◆ What this task involves ◆
Can you extract the data below line for line, word for word, leaving out the pictures?

--------------------------------------------------

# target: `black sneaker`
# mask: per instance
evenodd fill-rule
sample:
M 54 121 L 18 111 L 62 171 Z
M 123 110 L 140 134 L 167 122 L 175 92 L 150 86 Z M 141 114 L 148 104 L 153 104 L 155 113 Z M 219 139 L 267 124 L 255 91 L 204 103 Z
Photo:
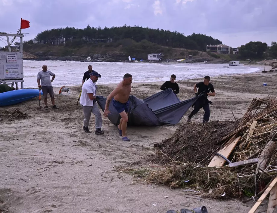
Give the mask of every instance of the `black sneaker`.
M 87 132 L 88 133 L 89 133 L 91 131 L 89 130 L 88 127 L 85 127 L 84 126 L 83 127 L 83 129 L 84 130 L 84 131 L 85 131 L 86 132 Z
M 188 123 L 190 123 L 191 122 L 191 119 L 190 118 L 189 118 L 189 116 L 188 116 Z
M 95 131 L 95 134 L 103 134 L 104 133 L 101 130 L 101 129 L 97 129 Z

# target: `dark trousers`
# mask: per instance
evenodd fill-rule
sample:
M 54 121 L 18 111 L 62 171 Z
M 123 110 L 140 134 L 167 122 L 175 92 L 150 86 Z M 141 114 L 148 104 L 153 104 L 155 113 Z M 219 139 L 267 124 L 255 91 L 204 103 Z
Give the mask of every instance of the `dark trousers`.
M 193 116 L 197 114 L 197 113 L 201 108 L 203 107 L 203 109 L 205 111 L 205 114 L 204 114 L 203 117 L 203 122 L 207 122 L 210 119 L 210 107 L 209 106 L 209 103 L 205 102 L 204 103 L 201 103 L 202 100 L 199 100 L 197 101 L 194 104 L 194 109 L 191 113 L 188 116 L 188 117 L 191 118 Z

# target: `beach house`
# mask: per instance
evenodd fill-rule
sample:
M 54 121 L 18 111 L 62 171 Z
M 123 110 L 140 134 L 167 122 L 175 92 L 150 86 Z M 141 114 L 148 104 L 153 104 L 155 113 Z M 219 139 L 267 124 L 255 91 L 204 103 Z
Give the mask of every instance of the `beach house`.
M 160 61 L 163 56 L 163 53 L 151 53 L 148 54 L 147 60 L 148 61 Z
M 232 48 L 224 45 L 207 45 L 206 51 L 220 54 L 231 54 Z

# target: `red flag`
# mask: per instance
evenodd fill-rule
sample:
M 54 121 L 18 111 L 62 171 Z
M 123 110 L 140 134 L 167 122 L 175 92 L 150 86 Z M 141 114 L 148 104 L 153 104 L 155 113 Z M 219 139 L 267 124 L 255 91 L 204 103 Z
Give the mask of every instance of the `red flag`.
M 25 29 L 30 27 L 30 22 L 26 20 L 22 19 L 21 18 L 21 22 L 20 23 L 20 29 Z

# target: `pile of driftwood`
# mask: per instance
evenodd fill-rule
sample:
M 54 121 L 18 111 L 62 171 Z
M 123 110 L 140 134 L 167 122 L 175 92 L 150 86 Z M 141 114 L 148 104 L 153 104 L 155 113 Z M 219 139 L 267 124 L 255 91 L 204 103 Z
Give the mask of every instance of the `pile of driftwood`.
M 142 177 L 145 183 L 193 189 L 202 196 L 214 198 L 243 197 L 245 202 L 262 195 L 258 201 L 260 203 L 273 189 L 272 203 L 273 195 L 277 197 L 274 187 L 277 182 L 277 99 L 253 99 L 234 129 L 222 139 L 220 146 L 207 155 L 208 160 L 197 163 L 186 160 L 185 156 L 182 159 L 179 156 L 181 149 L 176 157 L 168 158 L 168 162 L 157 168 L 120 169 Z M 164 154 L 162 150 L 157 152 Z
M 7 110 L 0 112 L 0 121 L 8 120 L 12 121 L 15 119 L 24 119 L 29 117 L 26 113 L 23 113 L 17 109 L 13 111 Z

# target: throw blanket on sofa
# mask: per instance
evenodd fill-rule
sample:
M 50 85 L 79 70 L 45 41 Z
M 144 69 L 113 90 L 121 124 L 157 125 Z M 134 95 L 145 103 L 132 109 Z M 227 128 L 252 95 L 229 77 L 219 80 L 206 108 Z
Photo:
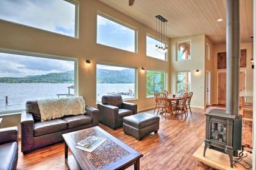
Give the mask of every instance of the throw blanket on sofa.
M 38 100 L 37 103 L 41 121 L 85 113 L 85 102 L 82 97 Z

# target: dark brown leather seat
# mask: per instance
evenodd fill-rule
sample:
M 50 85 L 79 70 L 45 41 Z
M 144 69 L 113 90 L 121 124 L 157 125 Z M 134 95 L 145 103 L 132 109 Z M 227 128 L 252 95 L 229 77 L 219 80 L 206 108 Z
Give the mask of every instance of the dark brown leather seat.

--------------------------------------------------

◆ Final result ◆
# target: `black sneaker`
# mask: per instance
evenodd fill-rule
sample:
M 54 121 L 18 111 L 62 171 Z
M 123 110 L 140 134 L 167 122 L 175 92 L 150 86 Z M 141 114 L 148 104 L 153 104 L 155 113 Z M 219 139 L 267 124 L 255 91 L 204 103 Z
Photo:
Give the mask of every instance of the `black sneaker`.
M 87 132 L 88 133 L 89 133 L 91 131 L 89 130 L 88 127 L 85 127 L 84 126 L 83 127 L 83 129 L 84 130 L 84 131 L 85 131 L 86 132 Z
M 188 123 L 190 123 L 191 122 L 191 119 L 190 118 L 189 118 L 189 116 L 188 116 Z
M 95 131 L 95 134 L 103 134 L 104 133 L 101 130 L 101 129 L 97 129 Z

# target: `dark trousers`
# mask: per instance
evenodd fill-rule
sample:
M 54 121 L 18 111 L 62 171 Z
M 123 110 L 140 134 L 167 122 L 175 92 L 150 86 Z M 141 114 L 148 104 L 153 104 L 155 113 Z M 219 139 L 267 124 L 255 91 L 204 103 Z
Give the mask of every instance of the `dark trousers`.
M 193 116 L 197 114 L 197 113 L 201 108 L 203 107 L 203 109 L 205 111 L 205 114 L 204 114 L 203 117 L 203 122 L 207 122 L 210 119 L 210 107 L 209 106 L 209 103 L 205 102 L 204 103 L 201 103 L 202 100 L 199 100 L 197 101 L 194 104 L 194 109 L 191 113 L 188 116 L 188 117 L 191 118 Z

# target: `beach house`
# mask: per instance
evenodd fill-rule
sample:
M 54 121 L 18 111 L 62 171 Z
M 123 110 L 140 134 L 167 122 L 175 92 L 150 86 Z M 141 114 L 148 104 L 153 104 L 155 113 Z M 219 139 L 267 124 L 255 91 L 204 103 Z
Give the mask of every instance of the `beach house`.
M 160 61 L 163 56 L 163 53 L 151 53 L 148 54 L 147 60 L 148 61 Z
M 232 48 L 224 45 L 207 45 L 206 51 L 220 54 L 231 54 Z

# target: `red flag`
# mask: per instance
evenodd fill-rule
sample:
M 54 121 L 18 111 L 62 171 Z
M 123 110 L 140 134 L 167 122 L 175 92 L 150 86 Z M 141 114 L 148 104 L 153 104 L 155 113 Z M 219 139 L 267 124 L 255 91 L 204 103 Z
Give the mask of every instance of the `red flag`.
M 25 29 L 30 27 L 30 22 L 26 20 L 22 19 L 21 18 L 21 22 L 20 23 L 20 29 Z

# target: `pile of driftwood`
# mask: per instance
evenodd fill-rule
sample:
M 54 121 L 18 111 L 62 171 Z
M 123 110 L 140 134 L 167 122 L 175 92 L 150 86 Z M 141 114 L 148 104 L 153 104 L 155 113 Z M 219 139 L 267 124 L 255 91 L 204 103 Z
Give the mask of every instance of the `pile of driftwood`.
M 142 177 L 145 183 L 193 189 L 202 196 L 214 198 L 243 197 L 245 202 L 262 195 L 258 201 L 260 203 L 273 189 L 272 203 L 273 195 L 277 197 L 274 187 L 277 182 L 277 99 L 253 99 L 234 129 L 222 139 L 220 146 L 207 155 L 208 160 L 197 163 L 186 160 L 185 156 L 182 159 L 179 156 L 181 149 L 176 157 L 168 158 L 168 162 L 157 168 L 120 169 Z M 164 154 L 162 150 L 157 152 Z
M 7 110 L 0 112 L 0 121 L 8 120 L 12 121 L 15 119 L 24 119 L 29 117 L 26 113 L 23 113 L 17 109 L 13 111 Z

# target: throw blanket on sofa
# mask: per instance
evenodd fill-rule
sample:
M 50 85 L 79 70 L 45 41 Z
M 144 69 L 113 90 L 121 124 L 157 125 Z M 134 95 L 145 103 L 132 109 Z M 227 128 L 252 95 L 229 77 L 219 80 L 206 108 Z
Photo:
Give the mask of every instance of the throw blanket on sofa.
M 38 100 L 37 103 L 41 121 L 85 113 L 85 102 L 82 97 Z

# target: dark brown leather seat
# mask: per instance
evenodd fill-rule
sample:
M 50 85 L 79 70 L 45 41 Z
M 144 69 L 113 90 L 121 124 L 157 125 Z M 134 95 L 145 103 L 132 109 Z M 227 128 L 252 95 L 229 77 L 219 80 L 206 108 Z
Give the mask of every instance of the dark brown leather seat.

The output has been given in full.